→ **WHAT TO PRODUCE**: All the data should be repeated exactly. Any image in it is left out.

→ **RAW DATA**:
(begin)

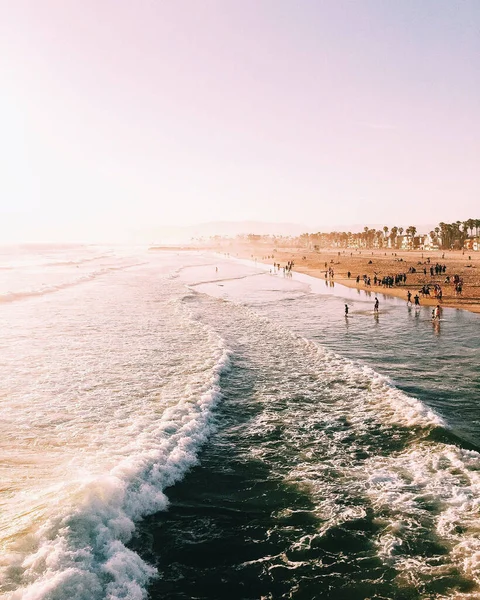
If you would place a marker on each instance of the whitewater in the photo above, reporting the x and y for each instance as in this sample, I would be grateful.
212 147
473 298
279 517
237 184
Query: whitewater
180 425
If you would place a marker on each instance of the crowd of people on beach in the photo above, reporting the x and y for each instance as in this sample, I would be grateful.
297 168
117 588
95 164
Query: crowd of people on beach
427 290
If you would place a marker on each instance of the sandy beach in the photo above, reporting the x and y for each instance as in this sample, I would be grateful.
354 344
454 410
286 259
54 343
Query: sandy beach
380 263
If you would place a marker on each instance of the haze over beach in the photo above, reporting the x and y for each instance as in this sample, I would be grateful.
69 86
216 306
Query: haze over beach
239 297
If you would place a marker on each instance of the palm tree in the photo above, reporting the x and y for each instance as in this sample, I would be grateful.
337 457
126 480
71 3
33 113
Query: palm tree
393 236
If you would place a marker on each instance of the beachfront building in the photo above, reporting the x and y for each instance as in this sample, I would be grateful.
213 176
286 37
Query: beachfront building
472 243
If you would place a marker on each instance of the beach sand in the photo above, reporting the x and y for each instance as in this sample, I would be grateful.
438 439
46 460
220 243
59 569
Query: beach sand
382 263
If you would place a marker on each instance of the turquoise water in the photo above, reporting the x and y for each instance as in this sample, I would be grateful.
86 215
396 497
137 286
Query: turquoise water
170 430
344 464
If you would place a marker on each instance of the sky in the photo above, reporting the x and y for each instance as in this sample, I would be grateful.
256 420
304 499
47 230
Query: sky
119 116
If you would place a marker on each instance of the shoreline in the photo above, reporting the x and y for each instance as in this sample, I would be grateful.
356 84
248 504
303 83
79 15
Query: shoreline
369 263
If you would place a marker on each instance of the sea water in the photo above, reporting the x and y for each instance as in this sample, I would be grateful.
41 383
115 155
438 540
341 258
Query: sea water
179 425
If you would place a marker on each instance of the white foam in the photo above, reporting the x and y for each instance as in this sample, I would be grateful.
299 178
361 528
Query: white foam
80 551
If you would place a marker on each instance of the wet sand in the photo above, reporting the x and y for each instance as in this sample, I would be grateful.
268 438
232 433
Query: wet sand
382 263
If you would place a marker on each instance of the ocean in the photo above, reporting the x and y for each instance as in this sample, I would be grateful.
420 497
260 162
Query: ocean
185 425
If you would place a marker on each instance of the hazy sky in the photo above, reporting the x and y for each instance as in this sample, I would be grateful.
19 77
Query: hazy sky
119 115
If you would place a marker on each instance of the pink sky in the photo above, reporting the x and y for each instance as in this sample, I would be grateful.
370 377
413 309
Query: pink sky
118 116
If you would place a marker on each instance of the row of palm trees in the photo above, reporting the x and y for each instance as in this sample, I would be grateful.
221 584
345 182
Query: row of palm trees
445 235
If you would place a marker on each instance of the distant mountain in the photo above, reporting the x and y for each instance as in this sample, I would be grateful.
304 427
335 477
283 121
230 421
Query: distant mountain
175 235
182 235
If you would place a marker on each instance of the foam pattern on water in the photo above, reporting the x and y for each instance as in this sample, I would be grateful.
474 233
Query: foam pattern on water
112 418
358 446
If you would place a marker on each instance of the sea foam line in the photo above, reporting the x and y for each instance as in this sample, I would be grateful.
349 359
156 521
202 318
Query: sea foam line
81 554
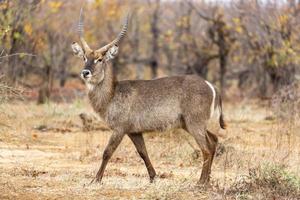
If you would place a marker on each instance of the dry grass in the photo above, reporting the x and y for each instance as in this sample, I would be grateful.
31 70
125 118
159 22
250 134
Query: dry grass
44 154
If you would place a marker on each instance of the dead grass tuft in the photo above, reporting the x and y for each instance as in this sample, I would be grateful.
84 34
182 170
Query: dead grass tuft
270 181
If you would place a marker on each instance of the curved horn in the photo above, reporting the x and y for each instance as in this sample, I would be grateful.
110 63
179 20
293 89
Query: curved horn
85 46
116 41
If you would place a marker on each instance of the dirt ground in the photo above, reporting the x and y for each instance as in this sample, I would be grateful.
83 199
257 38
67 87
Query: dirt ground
45 154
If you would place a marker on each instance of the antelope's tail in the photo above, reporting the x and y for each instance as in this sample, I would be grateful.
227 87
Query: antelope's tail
222 122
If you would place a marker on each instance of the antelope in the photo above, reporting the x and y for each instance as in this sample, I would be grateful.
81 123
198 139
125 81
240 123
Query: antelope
132 107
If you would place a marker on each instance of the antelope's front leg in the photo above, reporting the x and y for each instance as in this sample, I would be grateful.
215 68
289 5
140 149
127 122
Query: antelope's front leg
114 141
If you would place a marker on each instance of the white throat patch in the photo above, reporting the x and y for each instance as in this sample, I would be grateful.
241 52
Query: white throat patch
90 86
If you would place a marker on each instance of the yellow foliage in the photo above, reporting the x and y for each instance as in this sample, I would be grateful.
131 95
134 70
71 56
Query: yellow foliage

(end)

→ **CORRECT OUTPUT**:
If you would place a marker on each instance of the whitewater in the photo above, reporting the x and y for each instance as in this sample, I would be grateful.
212 147
473 298
279 517
237 184
Query: whitewater
180 425
If you would place a marker on each instance of the crowd of people on beach in the photo above, reporting the x and y for each instance as in this sample, I would be grateful.
297 168
117 588
95 164
Query: crowd of people on beach
427 290
If you would place a marker on each instance of the sandy beach in the photo above, reporting the x and y for each instance as in this sample, I would be grateful.
354 344
454 410
286 259
54 343
Query: sandy beach
380 263
If you would place a marker on each instance of the haze over beach in the photo above, reporting the x and y for each instance as in this sample, I would be grateful.
69 86
216 306
Query: haze over beach
239 297
If you would place a marker on each instance of the palm tree in the photo above, reporting the x and y for each instance as in this sample, I would be grateful.
337 457
126 480
71 3
33 113
Query: palm tree
393 236
If you would place a marker on each instance of the beachfront building in the photo above, reporting the x and y for each instance as in this sample, I would be grateful.
213 176
286 37
Query: beachfront building
472 243
If you would place a marker on each instance of the beach sand in the photo above, reporting the x and y for each instance as in this sample, I would be grateful.
438 439
46 460
220 243
59 569
Query: beach sand
382 263
If you would place a marker on each instance of the turquoise water in the photo above, reporting the x and y for each instance as in this sample, I would be grateful.
86 215
396 497
137 286
Query: turquoise water
170 430
344 464
If you would place a marker on each instance of the sky in the photo above, reporting the x and y for each instance as in this sample, I would be grateful.
256 420
304 499
47 230
Query: sky
119 116
If you would place a marker on each instance of the shoreline in the photo above, reporting the x and y for each instance as in this sample, I would be grateful.
356 84
248 504
303 83
79 15
Query: shoreline
369 263
If you would place a marker on each instance of the sea water in the photo above, reporting the x and y for each instance as in this sample, I would be grateful.
41 383
115 155
438 540
341 258
Query: sea water
179 425
If you would place a marker on each instance of the white foam in the photo above, reporting the x and y for each instance as in this sample, I would be grateful.
299 178
361 528
Query: white foam
80 551
If you would place a marker on each instance of the wet sand in the photo above, reporting the x and y for each instance as in this sample, I would be grateful.
268 438
232 433
Query: wet sand
382 263
If you would place a marker on each instance of the ocean in the photo above, reporting the x and y for each instance as in this sample, I would be grateful.
420 497
260 162
Query: ocean
185 425
If you would place a marker on each instance of the hazy sky in the photo above, reporting the x and y for each instance as in this sample, I would be grateful.
19 77
Query: hazy sky
119 115
If you would place a marker on each instance of the pink sky in the photo above, reporting the x and y for each instance as in this sample, I would be grateful.
370 377
413 309
Query: pink sky
118 116
If you would place a marker on each instance of the row of palm trees in the photo above, reporting the x and y for each instance as in this sample, I would be grateful.
221 584
345 182
Query: row of palm trees
445 235
If you would place a marker on each instance of the distant mountain in the photo above, reporting the x and y for each instance as in this sample, I would be grateful.
304 427
335 477
283 121
230 421
Query: distant mountain
175 235
182 235
If you would place a marker on each instance of the foam pattern on water in the photo above, reporting the x and y for each instance as in this sample, I would be grateful.
474 233
Query: foam pattern on water
112 418
358 446
If you would place a marker on each instance of the sea foam line in the photo above, reporting the x and y for each instance as in this sample, I would be grateful.
349 359
156 521
202 318
Query: sea foam line
81 554
If you would place a marker on each instance of the dry grass in the photo above, reporting the x and y for each instance as in this sample, I would be grateful.
31 70
125 118
159 22
250 134
Query: dry grass
44 154
If you would place a marker on each instance of the dead grass tuft in the photo above, reporting the x and y for each instance as in this sample, I would be grateful.
84 34
182 170
Query: dead grass tuft
270 181
If you would place a marker on each instance of the curved horn in the photo above, reporting the x and y for each instance as in this sample, I would be grateful.
110 63
179 20
293 89
Query: curved horn
85 46
116 41
If you would place a marker on each instance of the dirt ground in the photo above, reporting the x and y for each instance as in this sample, I would be grateful.
83 199
257 38
67 87
Query: dirt ground
45 154
If you would place a marker on each instance of the antelope's tail in the photo above, reporting the x and y for each instance as in this sample, I would be grateful.
227 87
Query: antelope's tail
222 122
If you would place a marker on each instance of the antelope in the photo above, reporting the x and y for each instance as in this sample, I would be grateful.
81 123
198 139
125 81
240 123
Query: antelope
132 107
If you would place a marker on each instance of the antelope's front leg in the photo above, reporting the x and y for each instance as in this sample, I would be grateful.
215 68
289 5
140 149
127 122
Query: antelope's front leg
114 141
If you would place a marker on each instance of the white throat patch in the photo above, reporting the x and y for each instance as in this sample, I would be grateful.
241 52
Query: white throat patch
90 86
If you would place a marker on each instance of the yellow foliage in the photo above, reporting the x and y for each instance as in this sample, I would be grateful.
131 95
134 70
71 56
Query: yellow foliage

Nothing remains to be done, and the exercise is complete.